##### TASK INPUTS #####
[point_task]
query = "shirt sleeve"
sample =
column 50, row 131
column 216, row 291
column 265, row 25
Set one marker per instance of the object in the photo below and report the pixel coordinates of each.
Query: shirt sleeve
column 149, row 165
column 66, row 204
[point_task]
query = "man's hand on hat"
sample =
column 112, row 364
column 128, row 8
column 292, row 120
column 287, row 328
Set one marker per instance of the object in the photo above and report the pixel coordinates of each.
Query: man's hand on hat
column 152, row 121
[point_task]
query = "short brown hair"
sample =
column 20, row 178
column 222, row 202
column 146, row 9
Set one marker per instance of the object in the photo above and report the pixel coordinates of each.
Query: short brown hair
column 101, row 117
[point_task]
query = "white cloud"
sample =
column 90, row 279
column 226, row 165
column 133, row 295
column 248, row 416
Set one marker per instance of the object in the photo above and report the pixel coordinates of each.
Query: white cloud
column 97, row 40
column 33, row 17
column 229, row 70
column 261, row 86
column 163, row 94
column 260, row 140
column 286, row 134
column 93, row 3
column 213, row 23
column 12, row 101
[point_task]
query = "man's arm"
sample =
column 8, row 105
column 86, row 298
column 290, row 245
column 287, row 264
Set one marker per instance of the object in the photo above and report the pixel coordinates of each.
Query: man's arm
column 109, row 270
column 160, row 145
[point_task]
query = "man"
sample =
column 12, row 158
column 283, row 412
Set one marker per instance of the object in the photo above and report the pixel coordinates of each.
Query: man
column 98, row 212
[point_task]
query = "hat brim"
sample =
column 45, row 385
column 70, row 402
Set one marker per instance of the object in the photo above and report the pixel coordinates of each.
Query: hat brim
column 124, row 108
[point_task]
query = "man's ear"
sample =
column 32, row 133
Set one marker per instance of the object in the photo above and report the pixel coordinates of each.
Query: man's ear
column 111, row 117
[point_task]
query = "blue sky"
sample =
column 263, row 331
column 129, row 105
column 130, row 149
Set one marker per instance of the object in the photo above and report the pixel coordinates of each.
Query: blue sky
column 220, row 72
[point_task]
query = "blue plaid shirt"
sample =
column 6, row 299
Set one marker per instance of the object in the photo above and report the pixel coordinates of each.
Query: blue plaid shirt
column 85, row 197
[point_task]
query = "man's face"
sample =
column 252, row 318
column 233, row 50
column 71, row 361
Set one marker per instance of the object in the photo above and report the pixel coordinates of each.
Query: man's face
#####
▶ _HOW TO COMPLETE THIS TASK_: From the data above, output exactly the lines between the one containing "column 283, row 412" and the one containing "column 130, row 149", counting both of them.

▶ _SOLUTION TO THIS TASK_:
column 283, row 412
Set one marker per instance of the object in the photo above and report the pixel coordinates of each.
Query: man
column 98, row 212
[point_task]
query = "hat brim"
sample =
column 45, row 385
column 70, row 402
Set one marker per instance of the object in the photo above and report the pixel coordinates of each.
Query: hat brim
column 124, row 108
[point_task]
query = "man's ear"
sample =
column 32, row 133
Set one marker per instance of the object in the photo above and report the pixel coordinates of each.
Query: man's ear
column 111, row 117
[point_task]
query = "blue sky"
sample =
column 263, row 331
column 129, row 105
column 130, row 149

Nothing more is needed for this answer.